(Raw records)
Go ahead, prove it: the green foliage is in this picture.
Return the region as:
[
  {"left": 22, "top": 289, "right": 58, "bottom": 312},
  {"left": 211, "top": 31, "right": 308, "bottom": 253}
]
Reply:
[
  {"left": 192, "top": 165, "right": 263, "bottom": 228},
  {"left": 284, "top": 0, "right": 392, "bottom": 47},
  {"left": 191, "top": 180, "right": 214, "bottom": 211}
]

What you are asked to do:
Can you return every one of the lines above without changing a single character?

Solution to the problem:
Go ahead, prove it: the green foliage is in this picture.
Return the region as:
[
  {"left": 22, "top": 289, "right": 58, "bottom": 312},
  {"left": 211, "top": 31, "right": 308, "bottom": 253}
]
Reply:
[
  {"left": 192, "top": 165, "right": 263, "bottom": 228},
  {"left": 284, "top": 0, "right": 392, "bottom": 47},
  {"left": 191, "top": 180, "right": 214, "bottom": 211}
]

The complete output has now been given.